* _Texto extraído_:
La bruma del atardecer cae sobre los hombros como si fuera la manta que protege del dolor, del frío. Si se coge la carretera dirección al oeste desde la villa cigarrera se ha de ser consciente del peligro de descubrir el paraíso. Marisma, arrozal y tierra. La vida está hecha de lugares que parecen gritar que se tragaron a gente. Isla mínima y la Marisma de los gallegos vienen a ser los extremos de una doble dimensión en la que el ser se pregunta si todo es cierto o no es. Porque la mentira es un no es.

Uno, que no nació para pedir perdón constantemente hasta por pisar la tierra que da la vida, es capaz de poner a prueba el aguante de un Mini Cooper por caminos de tierra sembrados de socavones. El vivir es un camino de tierra cambiante con socavones que vienen a decir no, que descubren los avisos de la vida. Cada bache, cada socavón parece preguntar ‘¿y ahora qué?’, como diciendo no. Pero es que no queda más remedio que saber, como decía González Ruano en Su medio siglo confesado a medias, que será lo que Dios quiera.

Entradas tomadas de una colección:
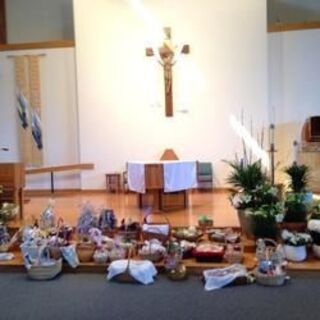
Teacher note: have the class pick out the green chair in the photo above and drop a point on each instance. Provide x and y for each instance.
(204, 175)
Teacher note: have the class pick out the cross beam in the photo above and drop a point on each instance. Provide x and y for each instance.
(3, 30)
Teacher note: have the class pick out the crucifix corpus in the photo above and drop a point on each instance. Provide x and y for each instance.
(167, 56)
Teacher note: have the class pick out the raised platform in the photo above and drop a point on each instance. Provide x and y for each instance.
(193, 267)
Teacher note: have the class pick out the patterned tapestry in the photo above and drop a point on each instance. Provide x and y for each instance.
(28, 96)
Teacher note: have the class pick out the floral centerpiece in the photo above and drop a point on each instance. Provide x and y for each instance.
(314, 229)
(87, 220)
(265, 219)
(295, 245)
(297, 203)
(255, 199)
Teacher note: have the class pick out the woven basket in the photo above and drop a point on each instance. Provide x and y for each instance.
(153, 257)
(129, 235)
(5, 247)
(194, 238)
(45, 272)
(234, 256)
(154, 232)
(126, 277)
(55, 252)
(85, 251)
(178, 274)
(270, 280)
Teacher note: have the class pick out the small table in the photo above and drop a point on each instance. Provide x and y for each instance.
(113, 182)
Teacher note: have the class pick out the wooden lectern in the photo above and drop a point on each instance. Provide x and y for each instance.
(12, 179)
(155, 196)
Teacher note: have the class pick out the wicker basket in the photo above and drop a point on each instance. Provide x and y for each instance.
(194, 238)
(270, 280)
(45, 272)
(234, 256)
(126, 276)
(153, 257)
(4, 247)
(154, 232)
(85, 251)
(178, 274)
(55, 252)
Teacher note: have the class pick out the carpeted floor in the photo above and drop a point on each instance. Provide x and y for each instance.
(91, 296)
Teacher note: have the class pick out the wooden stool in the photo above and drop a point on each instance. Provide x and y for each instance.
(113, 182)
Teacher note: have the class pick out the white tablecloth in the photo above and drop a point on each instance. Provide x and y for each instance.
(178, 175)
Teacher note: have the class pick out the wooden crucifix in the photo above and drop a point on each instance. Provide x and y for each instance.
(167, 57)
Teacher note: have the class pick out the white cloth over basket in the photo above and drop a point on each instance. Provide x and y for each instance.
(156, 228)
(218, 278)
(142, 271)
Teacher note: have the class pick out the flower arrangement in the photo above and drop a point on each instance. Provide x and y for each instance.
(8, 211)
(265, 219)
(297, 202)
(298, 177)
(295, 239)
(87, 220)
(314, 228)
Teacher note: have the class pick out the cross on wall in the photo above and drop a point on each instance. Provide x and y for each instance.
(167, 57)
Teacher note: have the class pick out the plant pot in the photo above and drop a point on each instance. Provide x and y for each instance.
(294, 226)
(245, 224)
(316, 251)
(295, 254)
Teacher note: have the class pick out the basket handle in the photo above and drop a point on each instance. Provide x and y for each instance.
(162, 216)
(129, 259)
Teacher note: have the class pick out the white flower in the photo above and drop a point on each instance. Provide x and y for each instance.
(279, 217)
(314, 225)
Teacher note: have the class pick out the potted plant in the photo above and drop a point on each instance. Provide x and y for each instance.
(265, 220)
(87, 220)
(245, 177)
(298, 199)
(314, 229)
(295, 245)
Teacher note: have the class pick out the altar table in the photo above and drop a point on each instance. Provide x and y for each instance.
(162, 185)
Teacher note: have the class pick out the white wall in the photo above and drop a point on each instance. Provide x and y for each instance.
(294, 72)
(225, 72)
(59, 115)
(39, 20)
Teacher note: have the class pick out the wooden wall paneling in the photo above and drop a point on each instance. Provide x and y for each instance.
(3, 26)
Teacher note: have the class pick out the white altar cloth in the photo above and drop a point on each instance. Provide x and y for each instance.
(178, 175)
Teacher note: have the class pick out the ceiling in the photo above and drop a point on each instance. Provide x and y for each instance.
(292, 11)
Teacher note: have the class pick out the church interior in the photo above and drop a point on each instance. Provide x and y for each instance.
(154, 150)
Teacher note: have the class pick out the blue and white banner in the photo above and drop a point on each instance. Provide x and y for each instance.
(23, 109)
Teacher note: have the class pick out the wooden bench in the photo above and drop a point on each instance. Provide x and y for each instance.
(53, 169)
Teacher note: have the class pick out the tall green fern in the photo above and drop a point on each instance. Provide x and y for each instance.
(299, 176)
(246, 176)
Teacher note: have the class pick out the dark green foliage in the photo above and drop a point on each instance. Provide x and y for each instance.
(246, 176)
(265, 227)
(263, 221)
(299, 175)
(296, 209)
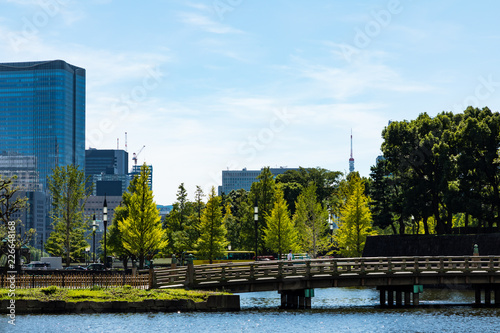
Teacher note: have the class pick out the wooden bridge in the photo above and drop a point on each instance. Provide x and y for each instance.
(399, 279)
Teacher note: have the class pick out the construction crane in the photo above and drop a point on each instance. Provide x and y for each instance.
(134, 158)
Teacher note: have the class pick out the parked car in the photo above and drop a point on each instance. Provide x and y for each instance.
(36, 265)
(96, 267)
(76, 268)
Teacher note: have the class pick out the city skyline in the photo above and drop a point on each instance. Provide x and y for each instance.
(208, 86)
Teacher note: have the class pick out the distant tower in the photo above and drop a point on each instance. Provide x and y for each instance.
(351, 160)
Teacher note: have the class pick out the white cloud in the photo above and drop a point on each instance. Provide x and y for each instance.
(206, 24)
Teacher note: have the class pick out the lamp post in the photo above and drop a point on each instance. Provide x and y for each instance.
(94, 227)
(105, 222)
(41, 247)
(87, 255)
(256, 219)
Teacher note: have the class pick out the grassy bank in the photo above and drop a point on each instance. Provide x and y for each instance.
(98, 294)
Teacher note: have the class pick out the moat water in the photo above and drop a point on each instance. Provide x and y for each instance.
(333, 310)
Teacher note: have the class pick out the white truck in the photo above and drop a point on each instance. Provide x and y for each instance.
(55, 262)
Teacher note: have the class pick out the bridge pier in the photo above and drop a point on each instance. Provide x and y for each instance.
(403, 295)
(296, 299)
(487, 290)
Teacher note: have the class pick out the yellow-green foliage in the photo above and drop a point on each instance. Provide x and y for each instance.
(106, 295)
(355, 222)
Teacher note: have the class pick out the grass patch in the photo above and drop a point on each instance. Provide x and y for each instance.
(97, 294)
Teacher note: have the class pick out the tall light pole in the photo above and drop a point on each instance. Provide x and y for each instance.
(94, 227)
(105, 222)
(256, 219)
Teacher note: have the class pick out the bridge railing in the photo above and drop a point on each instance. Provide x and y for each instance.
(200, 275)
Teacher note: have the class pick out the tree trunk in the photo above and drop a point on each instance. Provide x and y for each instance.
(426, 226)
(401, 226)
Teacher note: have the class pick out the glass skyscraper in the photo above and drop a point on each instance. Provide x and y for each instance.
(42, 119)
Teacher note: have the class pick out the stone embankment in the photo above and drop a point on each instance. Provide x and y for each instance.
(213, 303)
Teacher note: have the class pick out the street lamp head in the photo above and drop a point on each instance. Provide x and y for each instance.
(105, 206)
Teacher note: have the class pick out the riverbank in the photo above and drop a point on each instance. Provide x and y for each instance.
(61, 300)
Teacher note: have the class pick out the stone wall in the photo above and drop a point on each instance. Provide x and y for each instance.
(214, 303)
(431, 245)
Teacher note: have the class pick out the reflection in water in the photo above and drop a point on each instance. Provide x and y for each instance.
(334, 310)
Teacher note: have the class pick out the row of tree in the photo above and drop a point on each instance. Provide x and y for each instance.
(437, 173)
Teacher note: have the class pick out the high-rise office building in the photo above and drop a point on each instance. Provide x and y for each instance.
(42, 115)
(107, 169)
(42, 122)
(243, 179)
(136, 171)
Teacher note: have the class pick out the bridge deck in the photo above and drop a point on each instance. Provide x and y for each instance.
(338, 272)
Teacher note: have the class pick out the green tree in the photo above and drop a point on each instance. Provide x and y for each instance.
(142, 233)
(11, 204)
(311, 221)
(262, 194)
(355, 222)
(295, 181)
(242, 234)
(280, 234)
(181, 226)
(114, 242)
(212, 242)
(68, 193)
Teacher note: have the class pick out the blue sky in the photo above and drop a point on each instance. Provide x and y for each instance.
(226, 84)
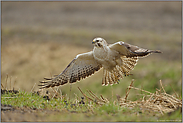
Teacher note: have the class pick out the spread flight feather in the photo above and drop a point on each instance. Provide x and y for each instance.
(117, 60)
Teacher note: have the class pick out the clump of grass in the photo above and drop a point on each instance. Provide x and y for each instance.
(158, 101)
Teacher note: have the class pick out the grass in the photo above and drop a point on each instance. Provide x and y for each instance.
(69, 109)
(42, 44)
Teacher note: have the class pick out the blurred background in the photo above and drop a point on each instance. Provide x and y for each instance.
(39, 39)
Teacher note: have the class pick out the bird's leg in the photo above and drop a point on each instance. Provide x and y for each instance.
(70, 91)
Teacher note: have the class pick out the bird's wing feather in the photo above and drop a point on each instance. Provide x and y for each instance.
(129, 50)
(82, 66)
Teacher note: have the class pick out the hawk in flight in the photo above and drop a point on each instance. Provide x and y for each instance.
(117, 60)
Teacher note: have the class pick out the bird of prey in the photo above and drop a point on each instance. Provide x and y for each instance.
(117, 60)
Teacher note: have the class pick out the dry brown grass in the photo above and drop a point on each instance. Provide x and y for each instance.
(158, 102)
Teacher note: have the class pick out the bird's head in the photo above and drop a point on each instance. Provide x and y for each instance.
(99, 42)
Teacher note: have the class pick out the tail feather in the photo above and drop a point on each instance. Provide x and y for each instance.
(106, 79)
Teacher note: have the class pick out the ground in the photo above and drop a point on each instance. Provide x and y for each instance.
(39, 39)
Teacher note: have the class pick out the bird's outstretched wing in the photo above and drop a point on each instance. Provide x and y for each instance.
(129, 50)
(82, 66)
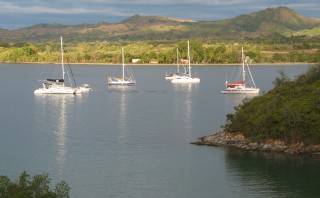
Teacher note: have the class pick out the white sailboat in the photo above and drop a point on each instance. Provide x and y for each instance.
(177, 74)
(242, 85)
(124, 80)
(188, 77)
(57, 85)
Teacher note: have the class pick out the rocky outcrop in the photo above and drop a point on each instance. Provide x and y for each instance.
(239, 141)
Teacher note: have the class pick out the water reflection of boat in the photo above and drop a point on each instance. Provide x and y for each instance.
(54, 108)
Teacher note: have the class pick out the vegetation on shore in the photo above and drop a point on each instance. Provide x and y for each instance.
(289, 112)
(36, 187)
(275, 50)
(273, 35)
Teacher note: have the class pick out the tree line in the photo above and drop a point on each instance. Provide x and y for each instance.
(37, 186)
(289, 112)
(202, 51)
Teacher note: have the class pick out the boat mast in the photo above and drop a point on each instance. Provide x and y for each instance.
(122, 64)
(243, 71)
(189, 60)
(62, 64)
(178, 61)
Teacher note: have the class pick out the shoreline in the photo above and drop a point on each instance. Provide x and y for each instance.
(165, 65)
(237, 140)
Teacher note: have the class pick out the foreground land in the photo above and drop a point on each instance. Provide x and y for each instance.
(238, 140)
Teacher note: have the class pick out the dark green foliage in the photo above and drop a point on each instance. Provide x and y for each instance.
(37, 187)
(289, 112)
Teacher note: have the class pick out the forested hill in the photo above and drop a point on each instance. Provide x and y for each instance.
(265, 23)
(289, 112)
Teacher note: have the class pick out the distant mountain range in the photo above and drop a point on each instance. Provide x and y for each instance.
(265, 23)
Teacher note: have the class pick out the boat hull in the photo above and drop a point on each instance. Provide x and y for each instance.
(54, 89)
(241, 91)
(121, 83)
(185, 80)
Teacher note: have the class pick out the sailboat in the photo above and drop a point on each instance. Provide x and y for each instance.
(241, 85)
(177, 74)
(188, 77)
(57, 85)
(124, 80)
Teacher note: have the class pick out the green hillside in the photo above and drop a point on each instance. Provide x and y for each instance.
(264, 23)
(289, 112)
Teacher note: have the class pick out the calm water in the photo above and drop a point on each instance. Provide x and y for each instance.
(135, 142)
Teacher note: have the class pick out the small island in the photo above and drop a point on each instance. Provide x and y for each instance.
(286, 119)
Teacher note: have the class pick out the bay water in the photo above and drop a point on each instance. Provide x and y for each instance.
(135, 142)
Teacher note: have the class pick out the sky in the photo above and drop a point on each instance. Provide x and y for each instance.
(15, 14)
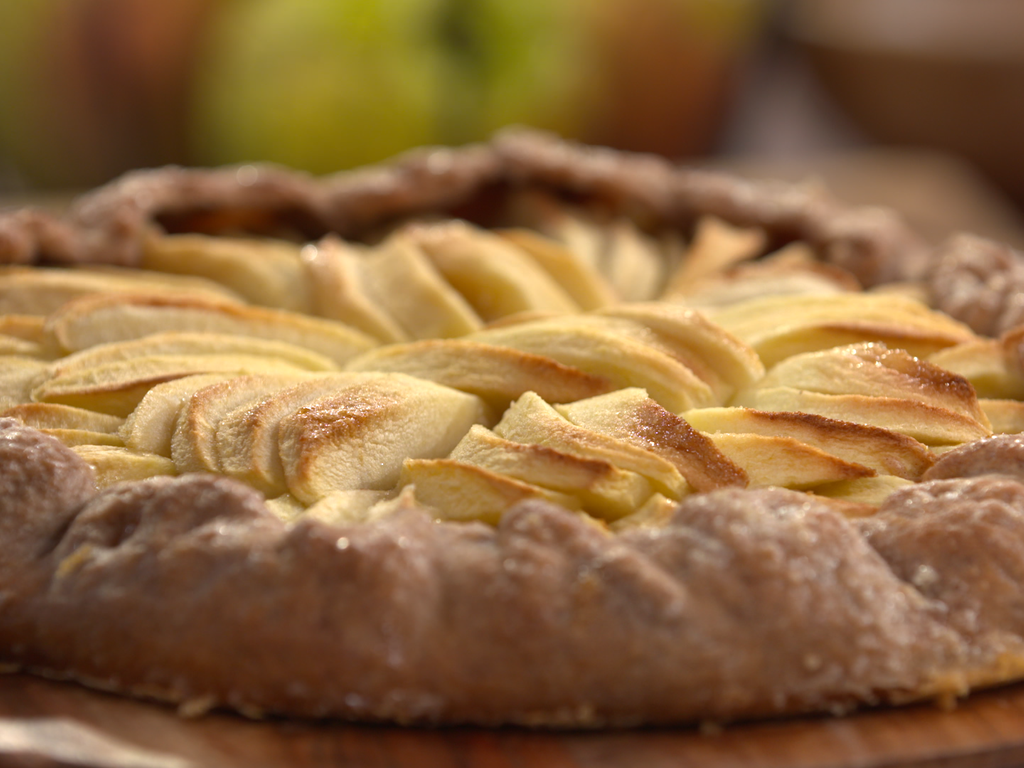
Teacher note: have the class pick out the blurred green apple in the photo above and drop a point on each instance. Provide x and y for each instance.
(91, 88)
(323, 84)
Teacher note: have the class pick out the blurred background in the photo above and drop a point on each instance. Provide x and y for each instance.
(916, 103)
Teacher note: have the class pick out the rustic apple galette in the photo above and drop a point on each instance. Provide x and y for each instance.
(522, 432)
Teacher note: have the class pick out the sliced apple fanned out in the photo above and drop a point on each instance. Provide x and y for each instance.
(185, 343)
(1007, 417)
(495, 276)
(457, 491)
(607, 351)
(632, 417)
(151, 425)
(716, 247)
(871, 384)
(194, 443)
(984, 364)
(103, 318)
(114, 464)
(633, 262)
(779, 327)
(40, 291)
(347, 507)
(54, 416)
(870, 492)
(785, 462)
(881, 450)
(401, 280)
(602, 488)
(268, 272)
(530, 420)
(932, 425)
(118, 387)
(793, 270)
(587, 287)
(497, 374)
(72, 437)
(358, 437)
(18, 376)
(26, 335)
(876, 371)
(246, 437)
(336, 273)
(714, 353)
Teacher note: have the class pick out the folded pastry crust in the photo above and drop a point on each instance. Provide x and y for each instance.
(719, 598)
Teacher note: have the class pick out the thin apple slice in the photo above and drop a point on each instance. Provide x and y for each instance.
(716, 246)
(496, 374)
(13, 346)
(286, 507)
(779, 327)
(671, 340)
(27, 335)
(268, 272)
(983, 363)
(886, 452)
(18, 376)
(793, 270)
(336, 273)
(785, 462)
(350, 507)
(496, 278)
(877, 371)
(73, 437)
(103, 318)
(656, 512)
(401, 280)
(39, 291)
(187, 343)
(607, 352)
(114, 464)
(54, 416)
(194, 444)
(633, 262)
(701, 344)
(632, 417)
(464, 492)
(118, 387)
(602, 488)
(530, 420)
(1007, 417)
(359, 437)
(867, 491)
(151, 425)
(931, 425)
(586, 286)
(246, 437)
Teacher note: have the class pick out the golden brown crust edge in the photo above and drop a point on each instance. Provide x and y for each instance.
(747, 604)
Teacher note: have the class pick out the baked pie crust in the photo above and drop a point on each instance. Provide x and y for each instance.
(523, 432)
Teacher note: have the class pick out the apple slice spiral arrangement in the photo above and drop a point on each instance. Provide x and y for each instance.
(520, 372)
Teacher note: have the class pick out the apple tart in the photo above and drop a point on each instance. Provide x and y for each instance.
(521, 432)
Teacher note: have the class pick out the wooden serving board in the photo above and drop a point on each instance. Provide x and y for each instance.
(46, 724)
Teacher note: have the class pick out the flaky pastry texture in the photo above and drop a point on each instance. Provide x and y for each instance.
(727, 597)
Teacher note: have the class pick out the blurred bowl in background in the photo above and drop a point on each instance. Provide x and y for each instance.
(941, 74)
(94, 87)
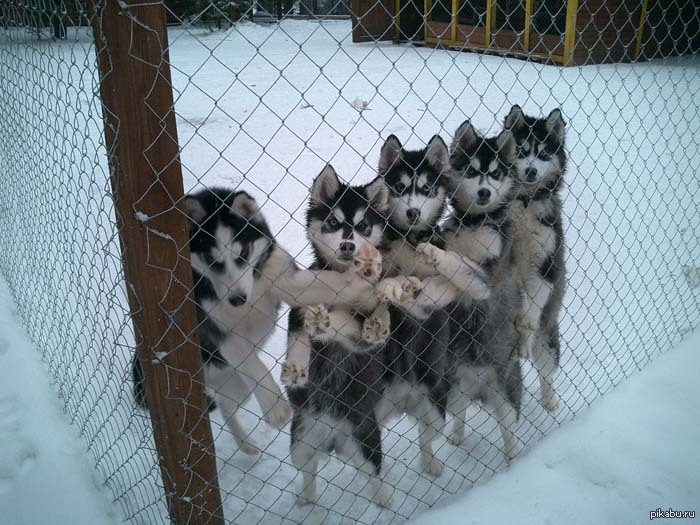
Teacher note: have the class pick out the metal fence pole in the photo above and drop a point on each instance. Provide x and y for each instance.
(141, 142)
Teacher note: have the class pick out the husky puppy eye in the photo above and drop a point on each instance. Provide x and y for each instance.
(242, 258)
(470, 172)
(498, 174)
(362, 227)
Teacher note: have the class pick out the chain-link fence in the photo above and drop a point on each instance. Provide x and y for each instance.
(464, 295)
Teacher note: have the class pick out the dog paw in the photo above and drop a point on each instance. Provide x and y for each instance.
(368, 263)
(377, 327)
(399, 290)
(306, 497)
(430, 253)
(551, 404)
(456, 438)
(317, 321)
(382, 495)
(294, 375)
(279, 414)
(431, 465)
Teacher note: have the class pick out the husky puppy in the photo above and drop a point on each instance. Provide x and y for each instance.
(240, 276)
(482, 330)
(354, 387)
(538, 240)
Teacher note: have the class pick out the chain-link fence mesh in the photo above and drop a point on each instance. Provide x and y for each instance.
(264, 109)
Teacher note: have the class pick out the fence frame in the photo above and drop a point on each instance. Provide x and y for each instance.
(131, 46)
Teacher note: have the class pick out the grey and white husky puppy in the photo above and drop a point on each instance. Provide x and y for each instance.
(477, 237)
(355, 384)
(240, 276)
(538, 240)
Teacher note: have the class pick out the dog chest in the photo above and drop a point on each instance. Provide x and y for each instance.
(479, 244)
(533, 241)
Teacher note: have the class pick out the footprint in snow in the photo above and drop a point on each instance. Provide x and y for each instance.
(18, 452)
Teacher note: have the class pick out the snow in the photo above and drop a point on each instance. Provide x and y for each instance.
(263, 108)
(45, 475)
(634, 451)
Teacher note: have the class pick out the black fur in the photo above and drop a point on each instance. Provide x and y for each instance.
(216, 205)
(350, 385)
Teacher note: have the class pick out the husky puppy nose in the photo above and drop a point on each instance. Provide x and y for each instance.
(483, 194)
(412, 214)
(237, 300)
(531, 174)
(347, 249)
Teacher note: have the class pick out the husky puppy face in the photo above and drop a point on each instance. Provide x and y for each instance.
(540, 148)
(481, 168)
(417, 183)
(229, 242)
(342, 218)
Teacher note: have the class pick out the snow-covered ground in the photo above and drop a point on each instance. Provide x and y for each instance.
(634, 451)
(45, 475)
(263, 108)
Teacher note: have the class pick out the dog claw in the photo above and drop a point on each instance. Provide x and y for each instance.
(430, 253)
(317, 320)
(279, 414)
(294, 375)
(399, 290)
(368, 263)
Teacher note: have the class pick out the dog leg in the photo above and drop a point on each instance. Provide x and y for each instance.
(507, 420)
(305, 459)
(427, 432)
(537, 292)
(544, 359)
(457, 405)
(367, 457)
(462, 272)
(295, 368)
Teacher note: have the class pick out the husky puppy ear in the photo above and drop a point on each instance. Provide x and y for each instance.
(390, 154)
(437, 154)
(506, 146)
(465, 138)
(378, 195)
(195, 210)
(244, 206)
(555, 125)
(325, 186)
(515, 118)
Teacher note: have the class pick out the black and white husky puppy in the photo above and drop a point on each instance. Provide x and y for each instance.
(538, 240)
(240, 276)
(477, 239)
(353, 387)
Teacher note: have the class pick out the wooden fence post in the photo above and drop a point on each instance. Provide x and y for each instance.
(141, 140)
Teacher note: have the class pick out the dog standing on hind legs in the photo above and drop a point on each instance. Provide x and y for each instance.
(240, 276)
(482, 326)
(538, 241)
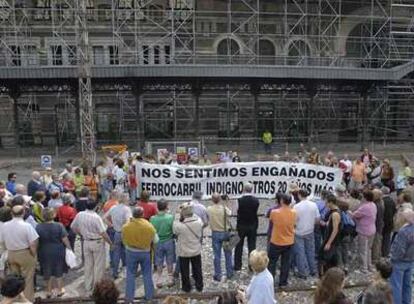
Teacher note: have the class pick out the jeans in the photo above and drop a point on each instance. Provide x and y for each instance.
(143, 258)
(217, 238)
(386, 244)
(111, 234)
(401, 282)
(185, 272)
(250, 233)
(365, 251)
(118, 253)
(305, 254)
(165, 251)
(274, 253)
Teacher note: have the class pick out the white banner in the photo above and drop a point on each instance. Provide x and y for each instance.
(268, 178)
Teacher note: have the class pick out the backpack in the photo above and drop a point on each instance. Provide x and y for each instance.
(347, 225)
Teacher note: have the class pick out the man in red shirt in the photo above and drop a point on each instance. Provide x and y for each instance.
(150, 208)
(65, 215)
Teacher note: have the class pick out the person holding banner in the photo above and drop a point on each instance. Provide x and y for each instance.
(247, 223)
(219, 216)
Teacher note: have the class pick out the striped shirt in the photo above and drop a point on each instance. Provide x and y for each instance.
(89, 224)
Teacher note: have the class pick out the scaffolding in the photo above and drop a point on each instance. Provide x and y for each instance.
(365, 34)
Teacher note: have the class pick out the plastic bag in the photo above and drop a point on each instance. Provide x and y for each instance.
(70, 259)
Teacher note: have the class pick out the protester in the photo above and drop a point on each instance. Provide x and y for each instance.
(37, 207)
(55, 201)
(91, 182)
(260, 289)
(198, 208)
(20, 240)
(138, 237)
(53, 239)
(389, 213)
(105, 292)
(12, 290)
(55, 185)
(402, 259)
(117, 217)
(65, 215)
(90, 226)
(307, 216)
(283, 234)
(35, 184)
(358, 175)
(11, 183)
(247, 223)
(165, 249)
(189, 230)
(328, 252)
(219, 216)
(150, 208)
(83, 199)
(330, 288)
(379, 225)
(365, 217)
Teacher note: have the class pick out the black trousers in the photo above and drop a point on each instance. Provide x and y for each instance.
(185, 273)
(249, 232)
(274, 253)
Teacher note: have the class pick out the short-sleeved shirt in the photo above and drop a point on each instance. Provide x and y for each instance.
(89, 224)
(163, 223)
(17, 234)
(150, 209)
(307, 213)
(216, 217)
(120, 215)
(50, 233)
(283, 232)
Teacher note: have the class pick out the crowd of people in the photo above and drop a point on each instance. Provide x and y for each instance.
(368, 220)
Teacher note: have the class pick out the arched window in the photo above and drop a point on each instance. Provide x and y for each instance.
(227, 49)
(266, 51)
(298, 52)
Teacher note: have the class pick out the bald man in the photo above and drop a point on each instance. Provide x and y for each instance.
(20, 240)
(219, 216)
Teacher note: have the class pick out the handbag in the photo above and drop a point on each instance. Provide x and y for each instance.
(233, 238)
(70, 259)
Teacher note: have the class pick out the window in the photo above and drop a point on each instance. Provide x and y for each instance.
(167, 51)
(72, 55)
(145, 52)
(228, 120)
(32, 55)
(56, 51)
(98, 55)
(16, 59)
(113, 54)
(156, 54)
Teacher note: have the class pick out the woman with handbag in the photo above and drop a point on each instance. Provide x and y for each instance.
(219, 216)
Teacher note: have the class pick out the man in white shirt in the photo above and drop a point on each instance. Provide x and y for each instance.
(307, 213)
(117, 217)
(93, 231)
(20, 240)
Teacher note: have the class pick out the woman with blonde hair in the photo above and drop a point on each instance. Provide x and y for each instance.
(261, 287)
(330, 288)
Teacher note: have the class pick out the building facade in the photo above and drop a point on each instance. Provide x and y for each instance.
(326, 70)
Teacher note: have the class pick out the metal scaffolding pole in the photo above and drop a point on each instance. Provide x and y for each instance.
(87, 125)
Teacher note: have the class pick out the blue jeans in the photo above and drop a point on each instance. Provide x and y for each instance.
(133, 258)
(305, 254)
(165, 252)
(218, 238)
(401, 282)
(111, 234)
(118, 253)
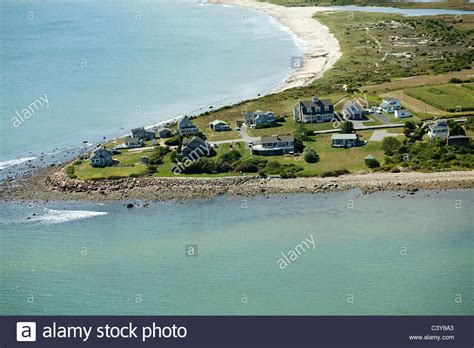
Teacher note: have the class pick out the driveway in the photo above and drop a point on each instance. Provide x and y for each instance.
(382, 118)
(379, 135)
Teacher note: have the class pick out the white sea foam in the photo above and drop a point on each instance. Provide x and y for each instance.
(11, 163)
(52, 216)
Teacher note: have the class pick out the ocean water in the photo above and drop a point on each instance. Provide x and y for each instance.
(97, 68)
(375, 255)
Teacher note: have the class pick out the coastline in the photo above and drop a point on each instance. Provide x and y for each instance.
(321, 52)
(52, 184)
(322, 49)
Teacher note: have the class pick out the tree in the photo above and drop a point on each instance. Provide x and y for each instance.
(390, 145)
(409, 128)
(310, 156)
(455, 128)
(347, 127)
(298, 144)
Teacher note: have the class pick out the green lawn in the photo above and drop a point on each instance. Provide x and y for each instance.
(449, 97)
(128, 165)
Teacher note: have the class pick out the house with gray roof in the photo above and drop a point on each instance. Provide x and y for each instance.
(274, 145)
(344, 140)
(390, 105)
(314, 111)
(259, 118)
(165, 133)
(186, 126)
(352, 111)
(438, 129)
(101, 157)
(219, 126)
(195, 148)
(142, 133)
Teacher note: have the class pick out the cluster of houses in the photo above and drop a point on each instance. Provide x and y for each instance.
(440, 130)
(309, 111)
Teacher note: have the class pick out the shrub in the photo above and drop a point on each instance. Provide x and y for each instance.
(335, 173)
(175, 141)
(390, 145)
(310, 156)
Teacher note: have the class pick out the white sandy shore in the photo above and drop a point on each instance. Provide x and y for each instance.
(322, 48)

* _Tu objetivo_: Transcribe literalmente el pasaje del texto sobre la marisma que comienza en las palabras "Uno, que no" y termina después de "que Dios quiera.". Estos registros provienen de otra fuente.

* _Respuesta al ejercicio_:
Uno, que no nació para pedir perdón constantemente hasta por pisar la tierra que da la vida, es capaz de poner a prueba el aguante de un Mini Cooper por caminos de tierra sembrados de socavones. El vivir es un camino de tierra cambiante con socavones que vienen a decir no, que descubren los avisos de la vida. Cada bache, cada socavón parece preguntar ‘¿y ahora qué?’, como diciendo no. Pero es que no queda más remedio que saber, como decía González Ruano en Su medio siglo confesado a medias, que será lo que Dios quiera.